======== Text for analysis ========
The Pride of Nazareth
Jesus and Nazareth are inseparable. Jesus spent most of his life in Nazareth. The prophets had said, "He shall be called a Nazarene" (Matthew 2:23). History would remember him as Jesus of Nazareth. Even the demons called him that (Luke 4:34).
That's why this verse is one of the saddest in the Bible:
And he did not do many mighty works [in Nazareth], because of their unbelief. (Matthew 13:58)
It's a great irony that the Pride of Nazareth was rejected by the Nazarenes because of pride.
Can you believe this? Joseph the carpenter's son thinks he's a prophet! Well, we know his family and they're respectable enough people. But I know for a fact that he didn't receive any formal religious education. Where is he getting this teaching of his? Does he really think he's somebody great?
They were deeply offended (Matthew 13:57). Why? Because he was one of them. So if he thought he was superior to them, he had better think again. Jesus knew familiarity breeds the pride of contempt: "a prophet is not without honor except in his hometown and in his own household" (Matthew 13:57).
Think of what this pride cost the people of Nazareth. Because he had walked their streets, attended their weddings, worshiped in their synagogue, played with some of them as a child, and maybe built some of their houses and furniture, he wasn't so high and mighty. And so the mighty and merciful power of the Messiah was withheld from them.
========
* Study questions *
1. Echo the Nazareth passage word for word, starting with the words containing "That's why this" and ending with "because of pride.".
2. Which Bible references does the Nazareth passage cite? List each one once.
3. How would the Nazareth passage go on after its last sentence? Pick it up from there.
======== Listed entries ========
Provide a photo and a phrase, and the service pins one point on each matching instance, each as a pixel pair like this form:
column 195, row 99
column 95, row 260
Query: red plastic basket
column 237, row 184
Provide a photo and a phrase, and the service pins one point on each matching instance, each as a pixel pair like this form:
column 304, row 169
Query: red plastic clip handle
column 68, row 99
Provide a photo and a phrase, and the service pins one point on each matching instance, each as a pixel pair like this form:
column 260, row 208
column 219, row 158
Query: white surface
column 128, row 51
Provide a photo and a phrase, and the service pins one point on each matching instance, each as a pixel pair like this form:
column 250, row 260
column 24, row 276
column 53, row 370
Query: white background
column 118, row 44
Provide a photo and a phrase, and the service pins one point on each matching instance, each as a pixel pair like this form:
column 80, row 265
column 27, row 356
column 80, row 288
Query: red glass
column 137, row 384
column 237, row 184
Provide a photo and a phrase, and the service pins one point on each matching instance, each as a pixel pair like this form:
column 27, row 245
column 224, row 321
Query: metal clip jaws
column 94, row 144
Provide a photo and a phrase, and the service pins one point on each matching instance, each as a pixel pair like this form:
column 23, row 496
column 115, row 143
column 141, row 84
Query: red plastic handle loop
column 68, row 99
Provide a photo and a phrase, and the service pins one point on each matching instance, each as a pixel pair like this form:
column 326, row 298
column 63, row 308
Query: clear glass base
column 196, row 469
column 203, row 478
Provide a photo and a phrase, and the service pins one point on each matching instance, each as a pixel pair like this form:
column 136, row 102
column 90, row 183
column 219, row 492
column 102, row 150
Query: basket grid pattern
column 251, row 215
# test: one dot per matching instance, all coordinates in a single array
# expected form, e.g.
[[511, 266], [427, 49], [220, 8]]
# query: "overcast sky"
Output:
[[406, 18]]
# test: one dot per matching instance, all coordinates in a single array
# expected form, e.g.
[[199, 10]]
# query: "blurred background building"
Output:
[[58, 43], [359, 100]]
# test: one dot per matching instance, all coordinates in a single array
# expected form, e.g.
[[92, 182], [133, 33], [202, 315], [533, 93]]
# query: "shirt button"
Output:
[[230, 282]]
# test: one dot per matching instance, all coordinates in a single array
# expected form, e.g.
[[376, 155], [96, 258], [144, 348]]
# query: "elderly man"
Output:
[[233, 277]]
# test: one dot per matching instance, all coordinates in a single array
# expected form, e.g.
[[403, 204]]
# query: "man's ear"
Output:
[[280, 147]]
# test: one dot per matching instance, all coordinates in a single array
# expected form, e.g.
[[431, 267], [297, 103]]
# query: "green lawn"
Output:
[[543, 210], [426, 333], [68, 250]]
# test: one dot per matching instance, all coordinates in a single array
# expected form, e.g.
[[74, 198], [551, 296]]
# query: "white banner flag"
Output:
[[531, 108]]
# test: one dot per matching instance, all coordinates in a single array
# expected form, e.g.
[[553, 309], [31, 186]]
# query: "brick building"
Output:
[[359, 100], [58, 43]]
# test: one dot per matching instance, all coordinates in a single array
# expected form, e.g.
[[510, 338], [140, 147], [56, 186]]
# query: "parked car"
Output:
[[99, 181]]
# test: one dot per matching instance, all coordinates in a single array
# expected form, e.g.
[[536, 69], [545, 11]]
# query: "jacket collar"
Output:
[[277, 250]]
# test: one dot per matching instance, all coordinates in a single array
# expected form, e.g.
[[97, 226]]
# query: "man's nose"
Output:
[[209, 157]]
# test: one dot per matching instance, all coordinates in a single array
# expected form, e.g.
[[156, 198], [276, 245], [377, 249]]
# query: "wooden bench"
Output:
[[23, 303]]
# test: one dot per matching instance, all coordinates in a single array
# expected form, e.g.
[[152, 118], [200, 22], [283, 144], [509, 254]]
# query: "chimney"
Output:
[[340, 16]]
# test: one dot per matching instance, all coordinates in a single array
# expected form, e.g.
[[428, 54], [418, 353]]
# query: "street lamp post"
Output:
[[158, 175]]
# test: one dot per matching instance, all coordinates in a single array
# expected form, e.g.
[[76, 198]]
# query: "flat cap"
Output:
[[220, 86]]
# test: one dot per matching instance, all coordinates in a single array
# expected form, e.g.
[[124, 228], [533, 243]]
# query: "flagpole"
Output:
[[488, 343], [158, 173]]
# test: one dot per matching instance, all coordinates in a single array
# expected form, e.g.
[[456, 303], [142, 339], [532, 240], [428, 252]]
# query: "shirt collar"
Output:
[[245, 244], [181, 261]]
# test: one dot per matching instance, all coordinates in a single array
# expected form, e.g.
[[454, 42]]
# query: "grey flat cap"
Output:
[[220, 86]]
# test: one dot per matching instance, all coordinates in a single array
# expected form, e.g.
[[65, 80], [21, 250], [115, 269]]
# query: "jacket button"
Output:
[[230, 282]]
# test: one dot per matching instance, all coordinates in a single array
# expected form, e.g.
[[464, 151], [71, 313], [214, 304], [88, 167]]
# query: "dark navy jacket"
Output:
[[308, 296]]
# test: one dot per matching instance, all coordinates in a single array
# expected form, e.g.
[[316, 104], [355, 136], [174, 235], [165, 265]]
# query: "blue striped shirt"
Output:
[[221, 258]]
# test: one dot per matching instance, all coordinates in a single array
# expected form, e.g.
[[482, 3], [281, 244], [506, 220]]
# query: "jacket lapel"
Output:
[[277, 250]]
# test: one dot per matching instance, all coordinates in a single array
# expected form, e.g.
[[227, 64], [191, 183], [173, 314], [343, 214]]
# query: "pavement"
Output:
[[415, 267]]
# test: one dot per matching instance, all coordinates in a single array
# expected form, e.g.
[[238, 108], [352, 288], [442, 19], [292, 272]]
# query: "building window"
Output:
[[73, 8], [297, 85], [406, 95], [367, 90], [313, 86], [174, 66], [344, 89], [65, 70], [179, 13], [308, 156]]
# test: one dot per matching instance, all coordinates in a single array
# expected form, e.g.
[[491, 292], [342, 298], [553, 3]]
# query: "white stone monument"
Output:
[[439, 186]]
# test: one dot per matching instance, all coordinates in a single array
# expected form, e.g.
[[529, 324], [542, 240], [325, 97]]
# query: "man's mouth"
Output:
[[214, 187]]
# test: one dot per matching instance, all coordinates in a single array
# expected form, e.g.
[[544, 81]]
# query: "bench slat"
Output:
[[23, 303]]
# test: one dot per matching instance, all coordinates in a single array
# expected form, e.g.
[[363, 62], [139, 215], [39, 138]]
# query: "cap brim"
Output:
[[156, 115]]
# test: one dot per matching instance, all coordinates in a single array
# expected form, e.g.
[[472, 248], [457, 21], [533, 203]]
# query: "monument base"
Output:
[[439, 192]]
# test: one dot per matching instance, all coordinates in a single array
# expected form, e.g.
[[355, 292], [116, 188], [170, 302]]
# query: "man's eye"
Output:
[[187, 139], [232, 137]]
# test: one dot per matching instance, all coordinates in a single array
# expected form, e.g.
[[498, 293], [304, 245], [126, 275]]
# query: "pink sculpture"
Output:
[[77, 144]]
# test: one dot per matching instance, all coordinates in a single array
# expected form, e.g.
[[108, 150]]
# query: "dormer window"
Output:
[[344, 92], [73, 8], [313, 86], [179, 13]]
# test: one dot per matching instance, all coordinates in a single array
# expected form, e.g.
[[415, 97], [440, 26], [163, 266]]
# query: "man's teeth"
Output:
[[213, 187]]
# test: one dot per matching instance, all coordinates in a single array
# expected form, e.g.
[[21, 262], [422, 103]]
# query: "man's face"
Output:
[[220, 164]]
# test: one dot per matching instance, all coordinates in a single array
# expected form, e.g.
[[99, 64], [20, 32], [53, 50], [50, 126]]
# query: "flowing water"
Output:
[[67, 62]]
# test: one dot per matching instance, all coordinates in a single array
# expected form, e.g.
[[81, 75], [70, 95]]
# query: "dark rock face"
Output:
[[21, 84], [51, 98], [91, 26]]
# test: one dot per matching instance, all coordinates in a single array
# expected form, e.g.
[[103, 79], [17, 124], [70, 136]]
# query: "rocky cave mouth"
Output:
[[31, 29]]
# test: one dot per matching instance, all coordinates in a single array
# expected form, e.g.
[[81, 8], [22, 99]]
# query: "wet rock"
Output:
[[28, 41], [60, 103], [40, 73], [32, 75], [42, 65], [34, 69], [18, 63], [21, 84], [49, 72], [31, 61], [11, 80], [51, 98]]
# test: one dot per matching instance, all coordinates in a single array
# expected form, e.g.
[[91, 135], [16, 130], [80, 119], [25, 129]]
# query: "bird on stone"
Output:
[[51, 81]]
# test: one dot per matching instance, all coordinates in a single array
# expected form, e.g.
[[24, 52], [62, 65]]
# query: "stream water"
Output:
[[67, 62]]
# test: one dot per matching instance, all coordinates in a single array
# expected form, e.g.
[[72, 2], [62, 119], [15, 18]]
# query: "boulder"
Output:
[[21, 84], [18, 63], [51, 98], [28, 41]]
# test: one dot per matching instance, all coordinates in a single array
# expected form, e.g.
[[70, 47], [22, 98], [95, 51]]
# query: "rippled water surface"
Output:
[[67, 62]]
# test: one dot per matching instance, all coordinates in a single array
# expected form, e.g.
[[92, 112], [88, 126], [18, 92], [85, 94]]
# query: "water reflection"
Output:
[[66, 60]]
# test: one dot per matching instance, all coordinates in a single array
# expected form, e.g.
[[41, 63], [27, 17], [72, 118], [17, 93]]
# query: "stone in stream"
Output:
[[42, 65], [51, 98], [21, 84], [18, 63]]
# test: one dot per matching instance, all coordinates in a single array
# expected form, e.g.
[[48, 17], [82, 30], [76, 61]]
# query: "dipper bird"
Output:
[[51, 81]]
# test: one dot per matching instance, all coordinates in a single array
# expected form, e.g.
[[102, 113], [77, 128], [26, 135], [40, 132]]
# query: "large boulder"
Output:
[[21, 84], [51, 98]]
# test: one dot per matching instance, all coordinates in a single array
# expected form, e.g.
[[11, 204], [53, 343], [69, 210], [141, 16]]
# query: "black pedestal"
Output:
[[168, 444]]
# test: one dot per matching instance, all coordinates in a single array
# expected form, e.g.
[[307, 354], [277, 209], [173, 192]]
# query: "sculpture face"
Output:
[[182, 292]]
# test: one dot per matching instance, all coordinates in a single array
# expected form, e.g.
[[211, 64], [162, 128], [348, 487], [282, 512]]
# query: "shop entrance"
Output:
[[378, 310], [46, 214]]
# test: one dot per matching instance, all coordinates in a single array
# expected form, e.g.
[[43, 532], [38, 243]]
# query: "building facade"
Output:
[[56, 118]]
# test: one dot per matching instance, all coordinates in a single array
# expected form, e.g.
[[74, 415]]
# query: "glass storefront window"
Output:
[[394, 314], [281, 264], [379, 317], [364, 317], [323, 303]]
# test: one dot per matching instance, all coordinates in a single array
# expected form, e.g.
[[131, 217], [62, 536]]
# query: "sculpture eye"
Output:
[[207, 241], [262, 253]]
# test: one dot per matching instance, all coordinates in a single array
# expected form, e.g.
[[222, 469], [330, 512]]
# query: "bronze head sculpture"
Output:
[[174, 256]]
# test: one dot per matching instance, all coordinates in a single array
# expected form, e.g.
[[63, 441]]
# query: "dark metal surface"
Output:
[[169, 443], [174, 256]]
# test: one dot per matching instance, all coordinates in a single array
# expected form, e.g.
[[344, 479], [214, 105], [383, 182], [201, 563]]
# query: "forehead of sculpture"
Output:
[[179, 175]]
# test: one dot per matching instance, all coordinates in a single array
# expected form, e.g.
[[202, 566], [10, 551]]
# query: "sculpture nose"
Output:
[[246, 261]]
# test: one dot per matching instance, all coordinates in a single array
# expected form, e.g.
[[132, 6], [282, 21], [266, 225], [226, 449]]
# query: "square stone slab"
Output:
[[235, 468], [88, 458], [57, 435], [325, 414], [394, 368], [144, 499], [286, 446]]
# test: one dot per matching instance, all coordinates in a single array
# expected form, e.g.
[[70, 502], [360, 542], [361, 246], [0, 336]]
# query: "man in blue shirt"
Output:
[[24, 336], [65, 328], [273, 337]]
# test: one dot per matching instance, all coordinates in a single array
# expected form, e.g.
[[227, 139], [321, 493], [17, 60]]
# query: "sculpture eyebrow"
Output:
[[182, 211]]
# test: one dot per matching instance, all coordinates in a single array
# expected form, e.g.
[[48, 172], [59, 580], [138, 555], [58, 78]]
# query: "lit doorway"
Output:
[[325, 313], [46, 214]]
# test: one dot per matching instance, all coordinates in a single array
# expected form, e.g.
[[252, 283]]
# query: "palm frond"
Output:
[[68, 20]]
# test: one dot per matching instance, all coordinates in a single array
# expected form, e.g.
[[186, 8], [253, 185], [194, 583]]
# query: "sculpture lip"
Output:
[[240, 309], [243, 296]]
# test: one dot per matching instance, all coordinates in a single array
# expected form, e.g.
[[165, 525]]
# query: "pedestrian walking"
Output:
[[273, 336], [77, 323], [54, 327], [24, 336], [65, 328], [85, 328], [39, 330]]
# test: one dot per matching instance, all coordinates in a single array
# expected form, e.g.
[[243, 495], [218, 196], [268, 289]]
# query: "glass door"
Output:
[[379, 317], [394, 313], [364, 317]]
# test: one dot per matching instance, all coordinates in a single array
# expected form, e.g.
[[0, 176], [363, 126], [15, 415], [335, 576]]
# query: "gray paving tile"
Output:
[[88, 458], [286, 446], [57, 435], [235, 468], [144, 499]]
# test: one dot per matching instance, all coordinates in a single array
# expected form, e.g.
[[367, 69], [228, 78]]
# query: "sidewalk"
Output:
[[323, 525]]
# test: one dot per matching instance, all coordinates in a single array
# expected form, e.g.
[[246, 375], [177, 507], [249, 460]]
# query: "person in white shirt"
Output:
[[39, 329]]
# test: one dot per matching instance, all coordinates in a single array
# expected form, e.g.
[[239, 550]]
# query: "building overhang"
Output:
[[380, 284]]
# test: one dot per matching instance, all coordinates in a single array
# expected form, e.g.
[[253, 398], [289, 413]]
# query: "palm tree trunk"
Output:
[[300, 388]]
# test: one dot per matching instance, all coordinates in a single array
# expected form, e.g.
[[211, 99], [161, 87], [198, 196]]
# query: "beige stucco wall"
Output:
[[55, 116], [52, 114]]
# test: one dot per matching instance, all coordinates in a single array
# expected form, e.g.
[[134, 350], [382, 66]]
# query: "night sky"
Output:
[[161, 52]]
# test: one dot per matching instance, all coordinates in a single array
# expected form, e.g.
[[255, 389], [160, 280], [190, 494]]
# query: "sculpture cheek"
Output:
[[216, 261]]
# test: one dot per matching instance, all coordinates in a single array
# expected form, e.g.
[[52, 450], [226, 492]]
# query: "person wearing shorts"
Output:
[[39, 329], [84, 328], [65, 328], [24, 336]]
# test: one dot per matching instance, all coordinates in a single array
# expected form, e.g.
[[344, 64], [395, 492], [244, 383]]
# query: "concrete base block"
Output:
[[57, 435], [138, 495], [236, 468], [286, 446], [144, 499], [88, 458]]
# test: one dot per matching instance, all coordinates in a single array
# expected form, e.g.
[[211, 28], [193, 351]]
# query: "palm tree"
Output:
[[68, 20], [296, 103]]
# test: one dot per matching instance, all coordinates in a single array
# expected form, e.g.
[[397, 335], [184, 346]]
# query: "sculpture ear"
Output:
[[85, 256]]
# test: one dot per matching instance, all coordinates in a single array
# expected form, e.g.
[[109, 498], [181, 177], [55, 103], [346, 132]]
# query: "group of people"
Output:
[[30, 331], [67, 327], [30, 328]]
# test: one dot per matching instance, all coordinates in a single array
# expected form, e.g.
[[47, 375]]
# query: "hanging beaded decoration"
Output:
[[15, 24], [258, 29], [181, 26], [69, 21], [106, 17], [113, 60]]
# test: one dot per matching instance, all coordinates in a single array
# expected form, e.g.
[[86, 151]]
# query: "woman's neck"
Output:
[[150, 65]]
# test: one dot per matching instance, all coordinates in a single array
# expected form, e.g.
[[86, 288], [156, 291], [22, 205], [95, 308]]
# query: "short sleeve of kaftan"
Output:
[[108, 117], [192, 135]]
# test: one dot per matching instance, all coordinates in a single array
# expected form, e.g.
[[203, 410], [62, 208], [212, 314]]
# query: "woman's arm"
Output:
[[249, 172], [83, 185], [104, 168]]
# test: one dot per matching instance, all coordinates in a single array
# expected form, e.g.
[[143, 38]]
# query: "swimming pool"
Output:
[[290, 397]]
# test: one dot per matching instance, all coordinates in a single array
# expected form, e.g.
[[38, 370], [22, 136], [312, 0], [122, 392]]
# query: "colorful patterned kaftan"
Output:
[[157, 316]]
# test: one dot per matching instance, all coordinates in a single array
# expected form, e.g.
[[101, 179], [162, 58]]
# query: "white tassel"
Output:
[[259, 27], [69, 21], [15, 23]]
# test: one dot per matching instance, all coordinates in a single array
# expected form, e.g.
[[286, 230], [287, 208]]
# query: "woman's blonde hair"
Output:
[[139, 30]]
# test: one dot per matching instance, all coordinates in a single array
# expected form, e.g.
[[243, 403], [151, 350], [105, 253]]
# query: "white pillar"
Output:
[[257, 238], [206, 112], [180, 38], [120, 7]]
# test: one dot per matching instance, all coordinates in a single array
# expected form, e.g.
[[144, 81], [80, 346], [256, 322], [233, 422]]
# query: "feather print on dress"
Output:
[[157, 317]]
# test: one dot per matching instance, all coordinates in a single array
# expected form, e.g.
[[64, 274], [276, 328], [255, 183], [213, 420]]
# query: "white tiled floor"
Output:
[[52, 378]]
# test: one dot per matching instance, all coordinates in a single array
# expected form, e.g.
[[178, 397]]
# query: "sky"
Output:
========
* Answers below *
1.
That's why this verse is one of the saddest in the Bible:
And he did not do many mighty works [in Nazareth], because of their unbelief. (Matthew 13:58)
It's a great irony that the Pride of Nazareth was rejected by the Nazarenes because of pride.

2. Matthew 2:23, Luke 4:34, Matthew 13:58, Matthew 13:57

3.
This needs to put the fear of God in us. Pride has incredible power to blind our eyes and deaden our hearts. And there are things God won't do for us if we are proud. Is it possible that you're missing out on something because of pride?
"God opposes the proud but gives grace to the humble" (James 4:6). We need to fear pride more than we fear cancer. Cancer does not disqualify us from receiving the grace of God, but pride does.
Let this be our prayer today: "Search me, O God, and know my heart! Try me and know my thoughts! And see if there be any grievous way in me and lead me in the way everlasting" (Psalm 139:23–24)! Whatever it takes, Father, teach me to walk humbly with you (Micah 6:8). In the name of my humble servant savior, Jesus, amen.